── Data to process ──

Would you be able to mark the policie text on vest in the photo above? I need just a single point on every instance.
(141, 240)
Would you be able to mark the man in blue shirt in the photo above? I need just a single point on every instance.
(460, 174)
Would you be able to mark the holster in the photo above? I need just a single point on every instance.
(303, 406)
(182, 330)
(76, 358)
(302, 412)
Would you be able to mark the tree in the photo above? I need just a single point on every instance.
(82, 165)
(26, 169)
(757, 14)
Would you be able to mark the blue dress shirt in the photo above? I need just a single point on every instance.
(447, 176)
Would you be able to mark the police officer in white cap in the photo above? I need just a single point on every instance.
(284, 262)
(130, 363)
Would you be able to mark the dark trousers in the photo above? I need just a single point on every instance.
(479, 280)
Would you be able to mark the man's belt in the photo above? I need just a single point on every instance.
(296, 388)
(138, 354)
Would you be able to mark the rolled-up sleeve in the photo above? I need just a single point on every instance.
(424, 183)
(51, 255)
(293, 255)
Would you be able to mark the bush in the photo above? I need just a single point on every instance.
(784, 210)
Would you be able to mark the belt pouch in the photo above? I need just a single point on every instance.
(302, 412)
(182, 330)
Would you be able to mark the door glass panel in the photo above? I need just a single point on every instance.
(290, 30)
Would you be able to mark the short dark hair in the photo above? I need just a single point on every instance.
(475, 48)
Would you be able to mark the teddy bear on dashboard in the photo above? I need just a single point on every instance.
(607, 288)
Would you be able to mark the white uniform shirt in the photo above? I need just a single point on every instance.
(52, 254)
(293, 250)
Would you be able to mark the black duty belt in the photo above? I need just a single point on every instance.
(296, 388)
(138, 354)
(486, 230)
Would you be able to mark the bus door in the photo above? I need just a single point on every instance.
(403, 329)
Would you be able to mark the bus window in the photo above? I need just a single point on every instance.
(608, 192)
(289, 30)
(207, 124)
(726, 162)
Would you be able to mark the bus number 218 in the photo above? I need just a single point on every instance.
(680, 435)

───
── Data to process ──

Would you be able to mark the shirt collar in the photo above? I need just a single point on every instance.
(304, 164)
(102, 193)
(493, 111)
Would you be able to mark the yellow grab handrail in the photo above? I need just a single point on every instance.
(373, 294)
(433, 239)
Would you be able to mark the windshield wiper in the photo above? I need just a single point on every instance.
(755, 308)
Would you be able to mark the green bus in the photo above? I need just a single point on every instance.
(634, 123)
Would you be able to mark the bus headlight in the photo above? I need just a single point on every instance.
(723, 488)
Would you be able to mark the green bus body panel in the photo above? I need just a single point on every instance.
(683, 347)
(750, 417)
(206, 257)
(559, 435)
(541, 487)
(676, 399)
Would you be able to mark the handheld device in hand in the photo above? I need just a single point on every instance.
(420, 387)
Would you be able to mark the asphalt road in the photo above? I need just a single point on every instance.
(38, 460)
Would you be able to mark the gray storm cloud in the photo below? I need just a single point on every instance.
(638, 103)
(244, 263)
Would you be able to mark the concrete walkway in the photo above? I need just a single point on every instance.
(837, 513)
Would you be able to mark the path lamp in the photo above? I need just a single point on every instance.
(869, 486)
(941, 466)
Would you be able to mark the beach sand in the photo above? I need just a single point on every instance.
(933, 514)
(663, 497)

───

Work to complete:
Please count the lines in the data above that contain the word "panel", treating uppercase and lowercase as different, and reply with the number alone.

The reply:
2